Estratto della pagina:
Ora, perché mediante queste opere s'aveva acquistato Cimabue, con
molto utile, grandissimo nome, egli fu messo per architetto in
compagnia d'Arnolfo Lapi, uomo allora nell'architettura eccellente,
alla fabrica di S. Maria del Fiore in Fiorenza. Ma finalmente, essendo
vivuto sessanta anni, passò all'altra vita l'anno milletrecento, avendo
poco meno che resuscitata la pittura. Lasciò molti discepoli, e fra gli
altri Giotto che poi fu eccellente pittore; il quale Giotto abitò dopo
Cimabue nelle proprie case del suo maestro nella via del Cocomero.
Fu sotterrato Cimabue in S. Maria del Fiore, con questo epitaffio
fattogli da uno de' Nini:
Credidit ut Cimabos picturae castra tenere,
sic tenuit vivens; nunc tenet astra poli.

Dati forniti:
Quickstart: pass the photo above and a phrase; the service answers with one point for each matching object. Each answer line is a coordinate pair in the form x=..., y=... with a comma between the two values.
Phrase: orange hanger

Dettagli del compito:
Trascrivi dall'estratto tutto ciò che va da "Ora, perché mediante" giù fino a "via del Cocomero.", sostituendo "discepoli" con "allievi". Per rispondere serviti soltanto dell'estratto.

Soluzione del problema:
Ora, perché mediante queste opere s'aveva acquistato Cimabue, con
molto utile, grandissimo nome, egli fu messo per architetto in
compagnia d'Arnolfo Lapi, uomo allora nell'architettura eccellente,
alla fabrica di S. Maria del Fiore in Fiorenza. Ma finalmente, essendo
vivuto sessanta anni, passò all'altra vita l'anno milletrecento, avendo
poco meno che resuscitata la pittura. Lasciò molti allievi, e fra gli
altri Giotto che poi fu eccellente pittore; il quale Giotto abitò dopo
Cimabue nelle proprie case del suo maestro nella via del Cocomero.